-- Start RECORDS SHOWN --

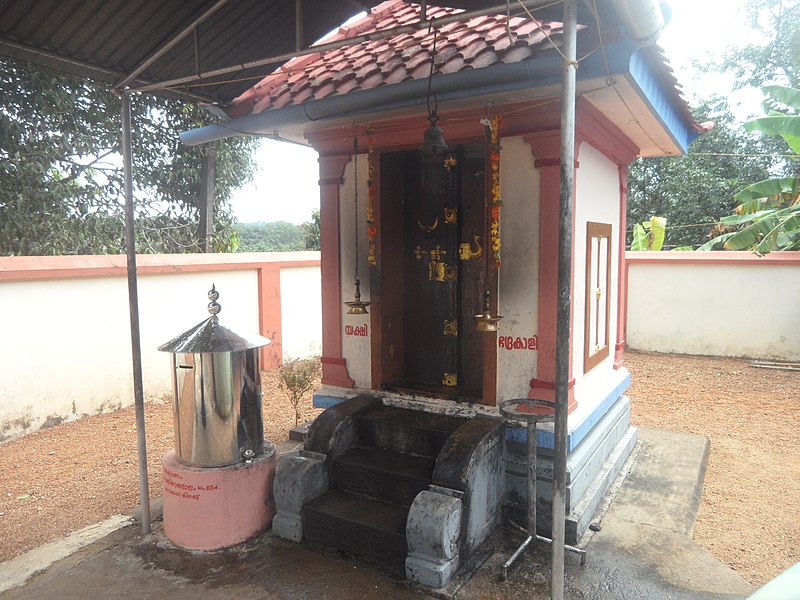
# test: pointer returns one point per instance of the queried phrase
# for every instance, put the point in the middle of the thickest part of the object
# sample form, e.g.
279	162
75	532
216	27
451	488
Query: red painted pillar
546	148
622	271
334	367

-- End RECORDS SHOWN --

- [WHAT IS EXPECTED]: Rewrite the records above, swapping "pillar" for "column" and keeping everything else the same. Don't include the pictures.

- [IN RESPONSE]:
# test: pointer returns one point per instance of the queried phrase
# for every instance, put the point in the middle of the thickest part of the object
# sample form, e.g.
279	162
75	532
216	27
451	488
Query: red painted column
546	148
622	271
334	367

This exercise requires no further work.